### What the task asks:
"Where can you spot the eroded" appears in one line of the listing below; retype that line and every later line exactly, stopping at the end, and nothing else.

### Supplied information:
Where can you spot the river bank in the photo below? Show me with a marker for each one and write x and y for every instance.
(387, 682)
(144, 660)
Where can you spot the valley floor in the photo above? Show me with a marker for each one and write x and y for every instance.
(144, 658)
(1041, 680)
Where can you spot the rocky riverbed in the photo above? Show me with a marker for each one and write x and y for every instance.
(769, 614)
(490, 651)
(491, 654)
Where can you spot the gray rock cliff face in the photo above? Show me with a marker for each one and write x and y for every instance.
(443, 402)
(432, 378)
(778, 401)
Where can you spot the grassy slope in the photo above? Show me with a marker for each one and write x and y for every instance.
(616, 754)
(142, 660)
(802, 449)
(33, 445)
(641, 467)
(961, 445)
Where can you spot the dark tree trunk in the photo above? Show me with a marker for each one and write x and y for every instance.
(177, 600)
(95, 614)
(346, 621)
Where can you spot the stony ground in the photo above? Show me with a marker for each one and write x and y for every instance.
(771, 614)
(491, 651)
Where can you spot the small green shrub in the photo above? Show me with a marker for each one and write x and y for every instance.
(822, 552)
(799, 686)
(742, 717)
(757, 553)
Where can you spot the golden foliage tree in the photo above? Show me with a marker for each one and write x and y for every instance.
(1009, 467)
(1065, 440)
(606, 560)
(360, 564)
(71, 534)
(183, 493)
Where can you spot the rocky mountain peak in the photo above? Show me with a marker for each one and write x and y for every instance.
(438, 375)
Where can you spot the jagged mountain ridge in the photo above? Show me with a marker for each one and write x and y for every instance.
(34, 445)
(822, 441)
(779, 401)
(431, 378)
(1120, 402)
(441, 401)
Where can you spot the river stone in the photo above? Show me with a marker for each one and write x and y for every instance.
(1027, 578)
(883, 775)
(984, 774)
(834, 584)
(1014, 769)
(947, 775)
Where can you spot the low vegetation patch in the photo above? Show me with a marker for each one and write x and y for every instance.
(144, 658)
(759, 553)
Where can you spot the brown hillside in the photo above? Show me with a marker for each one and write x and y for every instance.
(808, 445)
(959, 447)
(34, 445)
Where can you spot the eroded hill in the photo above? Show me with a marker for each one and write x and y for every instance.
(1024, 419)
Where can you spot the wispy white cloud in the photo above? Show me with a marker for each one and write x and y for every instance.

### Result for this task:
Where can you spot the eroded hill in the photo above? Show me with a marker for each one and write x and y for every instance.
(1024, 419)
Where can you spot the wispy white cloud in the photo above? Show me with a marker for each one and write x and y for every instance.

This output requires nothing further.